Lines of data:
—————

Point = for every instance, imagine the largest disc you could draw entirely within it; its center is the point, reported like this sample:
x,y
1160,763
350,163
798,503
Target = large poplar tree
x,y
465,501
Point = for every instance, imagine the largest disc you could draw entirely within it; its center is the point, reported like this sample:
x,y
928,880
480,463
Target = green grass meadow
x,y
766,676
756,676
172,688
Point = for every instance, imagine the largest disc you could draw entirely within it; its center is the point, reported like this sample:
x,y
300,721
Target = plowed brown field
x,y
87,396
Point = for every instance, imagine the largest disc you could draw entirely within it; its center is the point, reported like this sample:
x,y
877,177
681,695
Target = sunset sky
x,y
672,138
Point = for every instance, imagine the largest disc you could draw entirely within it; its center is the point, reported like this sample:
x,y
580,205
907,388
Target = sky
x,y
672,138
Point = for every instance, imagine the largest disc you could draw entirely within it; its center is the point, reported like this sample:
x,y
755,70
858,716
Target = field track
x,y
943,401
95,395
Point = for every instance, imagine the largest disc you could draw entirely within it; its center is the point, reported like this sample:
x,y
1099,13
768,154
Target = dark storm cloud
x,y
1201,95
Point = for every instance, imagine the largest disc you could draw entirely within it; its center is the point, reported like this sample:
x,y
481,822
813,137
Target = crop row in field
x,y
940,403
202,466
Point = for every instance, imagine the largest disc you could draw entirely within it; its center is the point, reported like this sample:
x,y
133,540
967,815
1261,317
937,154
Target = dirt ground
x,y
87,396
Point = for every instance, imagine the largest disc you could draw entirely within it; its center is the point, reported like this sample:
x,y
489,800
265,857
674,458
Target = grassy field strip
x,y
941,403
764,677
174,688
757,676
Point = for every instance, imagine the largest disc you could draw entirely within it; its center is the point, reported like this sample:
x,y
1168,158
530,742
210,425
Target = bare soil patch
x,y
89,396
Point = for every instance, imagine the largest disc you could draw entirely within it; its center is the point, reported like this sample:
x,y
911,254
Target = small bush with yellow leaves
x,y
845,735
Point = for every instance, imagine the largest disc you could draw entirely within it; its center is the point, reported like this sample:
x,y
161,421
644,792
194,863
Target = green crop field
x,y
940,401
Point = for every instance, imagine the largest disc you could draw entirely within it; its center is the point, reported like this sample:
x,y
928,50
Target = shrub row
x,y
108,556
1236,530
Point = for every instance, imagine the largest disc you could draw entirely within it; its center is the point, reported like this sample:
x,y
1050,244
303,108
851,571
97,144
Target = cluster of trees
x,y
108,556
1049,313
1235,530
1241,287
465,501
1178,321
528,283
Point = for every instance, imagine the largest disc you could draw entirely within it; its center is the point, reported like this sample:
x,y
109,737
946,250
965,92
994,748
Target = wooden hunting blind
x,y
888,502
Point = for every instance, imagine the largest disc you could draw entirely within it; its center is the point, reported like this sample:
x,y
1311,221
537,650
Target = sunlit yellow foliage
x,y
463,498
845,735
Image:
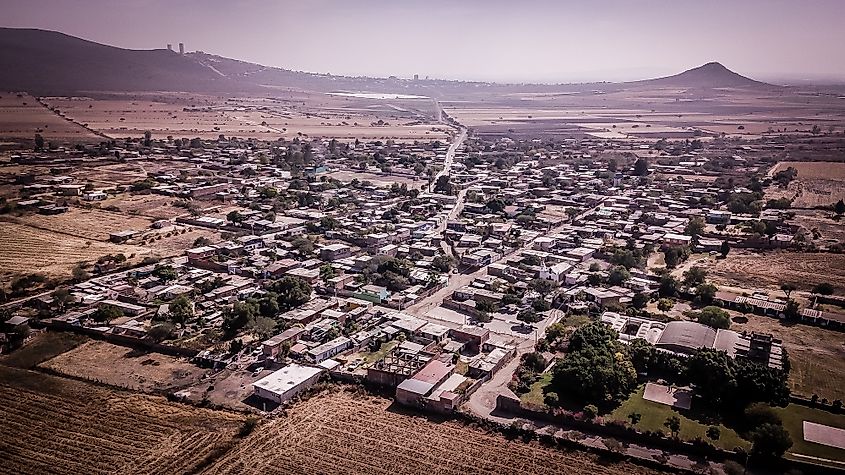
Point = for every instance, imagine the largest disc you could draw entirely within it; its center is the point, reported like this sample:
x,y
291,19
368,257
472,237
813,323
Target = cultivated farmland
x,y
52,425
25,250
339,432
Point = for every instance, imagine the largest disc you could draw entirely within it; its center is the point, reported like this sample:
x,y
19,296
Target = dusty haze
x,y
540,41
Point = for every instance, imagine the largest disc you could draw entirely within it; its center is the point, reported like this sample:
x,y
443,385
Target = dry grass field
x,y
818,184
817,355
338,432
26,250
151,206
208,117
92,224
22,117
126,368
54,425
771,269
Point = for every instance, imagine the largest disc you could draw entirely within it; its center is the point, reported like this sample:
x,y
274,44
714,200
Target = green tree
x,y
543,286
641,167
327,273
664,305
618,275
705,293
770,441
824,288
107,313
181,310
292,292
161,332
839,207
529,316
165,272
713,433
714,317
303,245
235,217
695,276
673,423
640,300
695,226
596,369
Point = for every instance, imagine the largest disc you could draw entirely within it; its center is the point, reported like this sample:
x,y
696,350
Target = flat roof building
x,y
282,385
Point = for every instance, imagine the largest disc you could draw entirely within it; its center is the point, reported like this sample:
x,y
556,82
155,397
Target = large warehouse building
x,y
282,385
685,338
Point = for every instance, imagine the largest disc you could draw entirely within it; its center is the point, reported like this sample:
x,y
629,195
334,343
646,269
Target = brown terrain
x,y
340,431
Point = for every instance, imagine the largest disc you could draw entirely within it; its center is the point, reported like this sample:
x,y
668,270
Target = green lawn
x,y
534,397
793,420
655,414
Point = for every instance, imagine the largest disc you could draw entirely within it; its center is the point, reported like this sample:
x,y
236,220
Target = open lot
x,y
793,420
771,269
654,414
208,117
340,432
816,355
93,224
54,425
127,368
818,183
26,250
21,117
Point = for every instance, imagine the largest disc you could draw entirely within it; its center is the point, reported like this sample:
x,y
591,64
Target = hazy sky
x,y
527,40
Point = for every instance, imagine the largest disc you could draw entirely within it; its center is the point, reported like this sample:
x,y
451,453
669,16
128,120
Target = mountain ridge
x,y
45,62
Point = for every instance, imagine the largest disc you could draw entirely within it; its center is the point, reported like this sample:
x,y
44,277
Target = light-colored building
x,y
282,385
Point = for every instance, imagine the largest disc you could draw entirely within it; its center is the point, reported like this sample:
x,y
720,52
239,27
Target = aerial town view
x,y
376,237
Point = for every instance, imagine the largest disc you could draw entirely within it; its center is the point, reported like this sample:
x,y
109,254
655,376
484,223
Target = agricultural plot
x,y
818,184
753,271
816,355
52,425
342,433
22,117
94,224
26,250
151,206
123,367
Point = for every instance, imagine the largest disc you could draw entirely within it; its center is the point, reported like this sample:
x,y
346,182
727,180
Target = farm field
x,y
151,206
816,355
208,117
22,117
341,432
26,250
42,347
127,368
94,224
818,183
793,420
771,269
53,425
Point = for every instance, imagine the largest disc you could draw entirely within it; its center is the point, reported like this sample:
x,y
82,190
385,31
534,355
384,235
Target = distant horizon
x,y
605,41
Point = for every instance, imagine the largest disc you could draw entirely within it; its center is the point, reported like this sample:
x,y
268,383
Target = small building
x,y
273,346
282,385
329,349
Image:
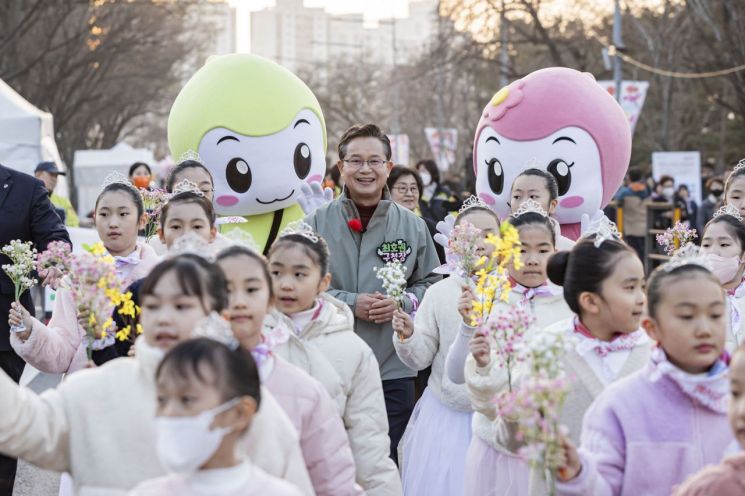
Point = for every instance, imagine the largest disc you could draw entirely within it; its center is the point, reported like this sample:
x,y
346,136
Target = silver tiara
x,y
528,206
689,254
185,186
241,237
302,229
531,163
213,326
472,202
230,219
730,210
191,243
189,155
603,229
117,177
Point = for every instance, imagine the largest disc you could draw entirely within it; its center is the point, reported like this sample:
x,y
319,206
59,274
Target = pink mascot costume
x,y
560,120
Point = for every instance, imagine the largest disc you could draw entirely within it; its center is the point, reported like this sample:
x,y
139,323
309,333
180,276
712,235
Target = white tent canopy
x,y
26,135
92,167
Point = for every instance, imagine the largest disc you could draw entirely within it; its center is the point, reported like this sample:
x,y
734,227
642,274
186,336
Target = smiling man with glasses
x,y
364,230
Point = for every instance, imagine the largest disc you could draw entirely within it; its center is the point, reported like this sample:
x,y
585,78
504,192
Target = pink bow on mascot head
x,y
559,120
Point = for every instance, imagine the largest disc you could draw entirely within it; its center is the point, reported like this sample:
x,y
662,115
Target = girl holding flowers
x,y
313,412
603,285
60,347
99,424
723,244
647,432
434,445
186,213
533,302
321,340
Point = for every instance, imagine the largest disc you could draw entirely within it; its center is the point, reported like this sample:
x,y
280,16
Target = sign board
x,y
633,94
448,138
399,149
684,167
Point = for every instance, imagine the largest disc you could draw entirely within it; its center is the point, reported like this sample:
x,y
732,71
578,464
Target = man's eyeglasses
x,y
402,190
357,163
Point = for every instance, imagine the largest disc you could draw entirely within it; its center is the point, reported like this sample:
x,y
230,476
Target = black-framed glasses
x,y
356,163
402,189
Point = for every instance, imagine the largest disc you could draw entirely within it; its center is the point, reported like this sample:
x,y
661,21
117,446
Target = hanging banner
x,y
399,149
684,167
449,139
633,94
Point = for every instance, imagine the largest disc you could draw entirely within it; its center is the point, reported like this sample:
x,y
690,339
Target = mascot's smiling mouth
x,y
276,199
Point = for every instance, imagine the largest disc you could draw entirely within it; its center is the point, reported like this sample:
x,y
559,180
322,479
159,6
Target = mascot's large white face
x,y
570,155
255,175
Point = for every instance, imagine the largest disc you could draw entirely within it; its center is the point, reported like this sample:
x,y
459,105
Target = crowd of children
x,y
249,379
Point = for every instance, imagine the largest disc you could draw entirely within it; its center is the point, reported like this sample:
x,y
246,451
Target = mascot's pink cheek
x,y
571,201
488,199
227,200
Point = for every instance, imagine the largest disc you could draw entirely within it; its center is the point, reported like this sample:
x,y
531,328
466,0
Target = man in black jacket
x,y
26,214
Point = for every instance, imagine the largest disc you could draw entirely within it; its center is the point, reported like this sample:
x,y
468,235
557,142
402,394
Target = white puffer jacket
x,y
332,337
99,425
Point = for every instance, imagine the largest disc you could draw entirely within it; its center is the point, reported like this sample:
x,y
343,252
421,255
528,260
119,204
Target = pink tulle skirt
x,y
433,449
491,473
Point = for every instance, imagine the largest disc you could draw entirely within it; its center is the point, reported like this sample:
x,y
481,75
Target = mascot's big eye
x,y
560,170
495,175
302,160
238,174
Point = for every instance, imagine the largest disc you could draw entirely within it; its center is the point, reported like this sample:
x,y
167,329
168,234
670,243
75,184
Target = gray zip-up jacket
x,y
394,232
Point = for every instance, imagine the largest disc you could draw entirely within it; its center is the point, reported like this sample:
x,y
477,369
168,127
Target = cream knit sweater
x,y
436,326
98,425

—————

* **THE TASK**
From the listing above, collect every line that contains the word "small". Case counts.

* **FULL OUTPUT**
Target = small bush with yellow leaves
Target = small building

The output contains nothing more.